Objective A: Copy the belt-drive dropout text verbatim, beginning at "EBB: Eccentric bottom" and stopping after "bit of a pain.".
Objective B: Pick up the text on dropouts for belt drives after its final sentence and keep writing it.
#### Text segment
Dropouts for Belt drive
Sliding vertical dropouts: Sliding dropouts are the best option for belt systems because they are easy to adjust to get the high tension that belts require. You also do not need to tension your belt every time you take your wheel out; it simply drops out and goes slots back in to the perfect tension.
EBB: Eccentric bottom brackets allow your wheel to slot in and out at perfect tension. EBBs require a bit more work than sliding dropouts to get the appropriate belt tension. Making small adjustments to tension is also a bit of a pain.
Horizontal track dropouts: You have to be really careful with belts in horizontal dropouts. If you are using belts and horizontal dropouts, you must have a minimum of 10mm left in the dropout before the belt is tensioned. This space is required to get the belt onto the chainring. Eg. If your chainstay is adjustable between 420-440mm, you must have your belt taut between 430-440mm.
It is essential that a frame modification is done correctly. Not any old frame can be modified to run a belt drive, especially if you want to use it with a Shimano internally geared hub. Shimano IGHs have quite a narrow chainline and this often results in chainrings rubbing on the chainstay. If anyone pulls out a 40lb rubber mallet to flatten your chainstay… have a few words with them!
########
#### Extracted records
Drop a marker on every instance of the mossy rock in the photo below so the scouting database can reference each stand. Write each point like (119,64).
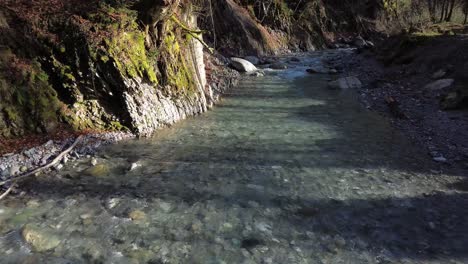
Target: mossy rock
(137,215)
(99,170)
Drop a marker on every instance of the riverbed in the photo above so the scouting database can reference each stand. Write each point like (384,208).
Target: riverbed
(283,170)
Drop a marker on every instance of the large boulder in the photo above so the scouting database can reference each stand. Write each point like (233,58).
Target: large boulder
(242,65)
(253,59)
(345,83)
(439,84)
(455,100)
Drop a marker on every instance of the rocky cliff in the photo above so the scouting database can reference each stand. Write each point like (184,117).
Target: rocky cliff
(97,67)
(135,65)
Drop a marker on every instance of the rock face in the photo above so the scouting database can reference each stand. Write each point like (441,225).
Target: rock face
(440,84)
(126,85)
(40,239)
(242,65)
(345,83)
(253,59)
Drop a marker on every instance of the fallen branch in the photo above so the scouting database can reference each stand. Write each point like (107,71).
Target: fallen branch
(56,160)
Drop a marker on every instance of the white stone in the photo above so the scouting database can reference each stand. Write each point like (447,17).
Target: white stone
(345,83)
(438,74)
(440,84)
(242,65)
(134,166)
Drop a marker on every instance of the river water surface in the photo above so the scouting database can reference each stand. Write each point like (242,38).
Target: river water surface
(283,170)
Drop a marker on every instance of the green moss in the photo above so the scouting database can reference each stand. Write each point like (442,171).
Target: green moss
(178,74)
(129,52)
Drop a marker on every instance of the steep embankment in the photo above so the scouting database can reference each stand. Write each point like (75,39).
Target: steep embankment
(97,66)
(136,65)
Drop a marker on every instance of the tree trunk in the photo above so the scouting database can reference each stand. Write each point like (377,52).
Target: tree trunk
(450,12)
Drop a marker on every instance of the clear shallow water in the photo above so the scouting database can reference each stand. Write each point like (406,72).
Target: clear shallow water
(282,171)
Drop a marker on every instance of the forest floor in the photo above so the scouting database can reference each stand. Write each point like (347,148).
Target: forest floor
(403,75)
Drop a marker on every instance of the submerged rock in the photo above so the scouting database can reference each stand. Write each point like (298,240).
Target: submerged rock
(242,65)
(345,83)
(279,66)
(40,239)
(134,166)
(100,170)
(440,84)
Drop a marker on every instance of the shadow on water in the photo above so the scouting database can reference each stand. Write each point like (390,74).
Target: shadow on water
(304,130)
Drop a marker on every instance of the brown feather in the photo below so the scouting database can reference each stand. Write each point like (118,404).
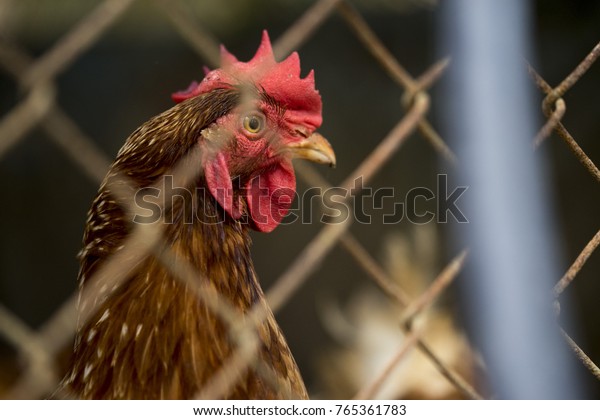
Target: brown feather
(153,338)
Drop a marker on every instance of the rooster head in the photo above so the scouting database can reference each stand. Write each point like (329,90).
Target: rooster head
(247,153)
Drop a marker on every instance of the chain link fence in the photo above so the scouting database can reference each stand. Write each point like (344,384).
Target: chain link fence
(38,108)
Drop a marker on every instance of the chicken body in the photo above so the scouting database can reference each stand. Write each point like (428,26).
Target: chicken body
(153,337)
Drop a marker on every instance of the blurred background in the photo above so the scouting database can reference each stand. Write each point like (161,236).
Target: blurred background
(341,327)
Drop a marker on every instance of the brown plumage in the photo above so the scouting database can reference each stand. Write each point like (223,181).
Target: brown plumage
(153,337)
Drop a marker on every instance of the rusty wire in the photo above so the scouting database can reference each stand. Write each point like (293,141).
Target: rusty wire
(39,109)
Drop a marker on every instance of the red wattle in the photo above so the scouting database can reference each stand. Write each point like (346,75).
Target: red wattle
(270,196)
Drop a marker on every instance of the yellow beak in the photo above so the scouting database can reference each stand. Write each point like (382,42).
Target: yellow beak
(314,148)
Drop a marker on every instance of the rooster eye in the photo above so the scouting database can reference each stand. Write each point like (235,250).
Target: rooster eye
(254,123)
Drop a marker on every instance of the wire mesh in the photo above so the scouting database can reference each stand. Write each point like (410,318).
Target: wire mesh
(39,109)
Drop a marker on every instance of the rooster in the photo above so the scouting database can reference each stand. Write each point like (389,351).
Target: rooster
(152,338)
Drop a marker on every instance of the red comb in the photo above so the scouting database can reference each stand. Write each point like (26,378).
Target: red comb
(280,80)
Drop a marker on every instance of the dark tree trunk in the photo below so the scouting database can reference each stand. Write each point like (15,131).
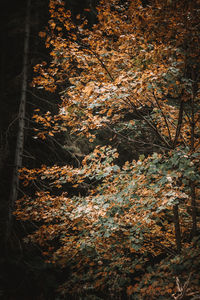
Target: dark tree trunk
(21,126)
(177,228)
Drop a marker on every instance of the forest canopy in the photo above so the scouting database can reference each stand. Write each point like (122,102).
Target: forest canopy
(122,217)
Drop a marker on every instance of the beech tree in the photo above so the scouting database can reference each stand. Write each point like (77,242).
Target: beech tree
(134,79)
(21,126)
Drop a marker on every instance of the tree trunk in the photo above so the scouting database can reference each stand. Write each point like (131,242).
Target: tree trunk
(21,126)
(177,228)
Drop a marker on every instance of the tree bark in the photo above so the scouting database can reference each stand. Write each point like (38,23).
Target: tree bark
(177,228)
(21,126)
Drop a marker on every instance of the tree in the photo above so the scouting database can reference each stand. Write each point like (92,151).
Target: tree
(20,134)
(132,78)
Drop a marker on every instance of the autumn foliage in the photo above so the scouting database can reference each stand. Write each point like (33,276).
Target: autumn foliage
(122,227)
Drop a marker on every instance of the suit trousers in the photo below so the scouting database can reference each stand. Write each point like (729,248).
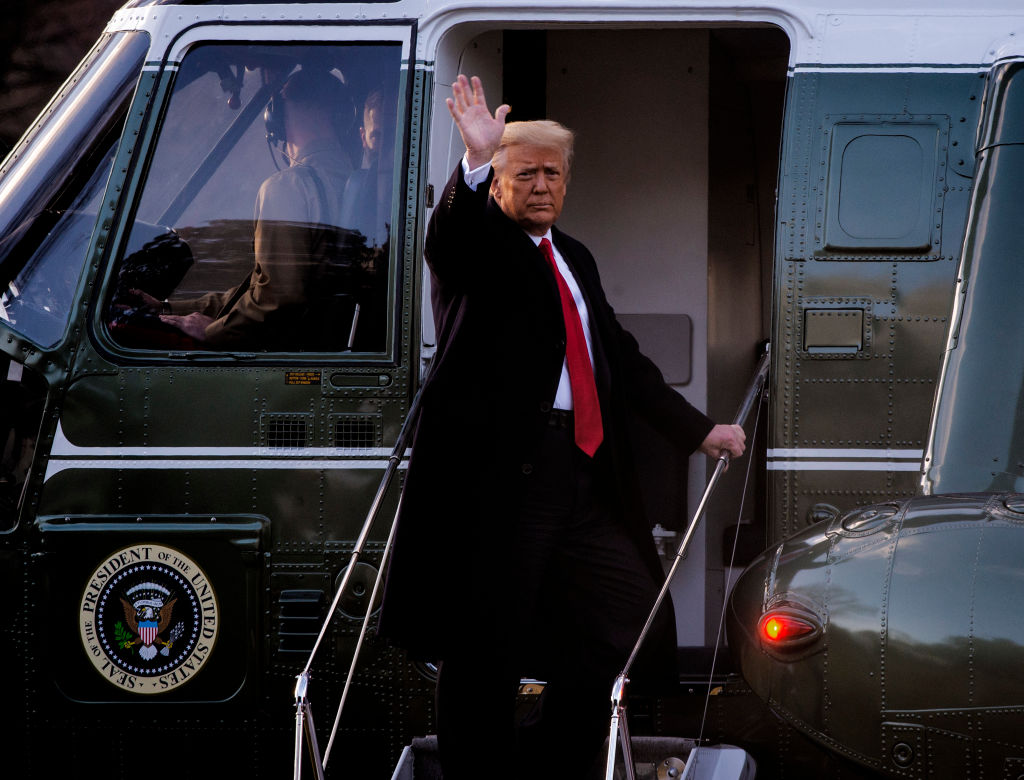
########
Exercise result A:
EBB: Eccentric bottom brackets allow your wheel to slot in and out at perfect tension. EBBs require a bit more work than sliding dropouts to get the appropriate belt tension. Making small adjustments to tension is also a bit of a pain.

Exercise result B:
If you’re going to get this modification made, make sure to see a reputable frame builder. It will often cost around $500 USD to modify a frame including paint. We used Ewen Gellie for our work in Australia. Cycle Monkey in Northern California (USA) also does frame mods.
Chainline, Tyre and Frame Clearance Issues
One of the biggest challenges facing frame manufacturers and the use of belt kits has been frame clearance of the front chainring. This is seen mostly on bikes using belt drive with Shimano internally geared hubs. The gear selector on Shimano hubs is external and on the drive side, resulting in a really narrow chainline.
This is more of a problem for belt-bikes than chain-bikes as:
- Belts and belt cogs are wider than chains and chainrings
- Belt cogs do not get as small as chain cogs
- 46t or bigger is most likely required
- Belt drivetrains are fussy – they must be perfectly aligned
Chainlines of various internally geared hubs:
- Alfine 8 or 11: 44.85mm
- Nexus 8: 44.35mm
- Nexus 7: 43.05mm
- Rohloff with Phil Wood Cog CDC: 52, 54 or 56mm
- Rohloff with Gates Centertrack: 54mm
Working out what belt ratio to use
You will need to use the Gates calculator in order to work out what chainrings and cogs are available for your frame. It all depends on your chainstay length.
As mentioned above, if you are using the Centertrack kit and horizontal dropouts, you must have a minimum of 10mm left in the dropout before the Belt is tensioned. This space is required to get the belt onto the chainring. Eg. If your chainstay is adjustable between 420-440mm, you must have your belt taut between 430-440mm.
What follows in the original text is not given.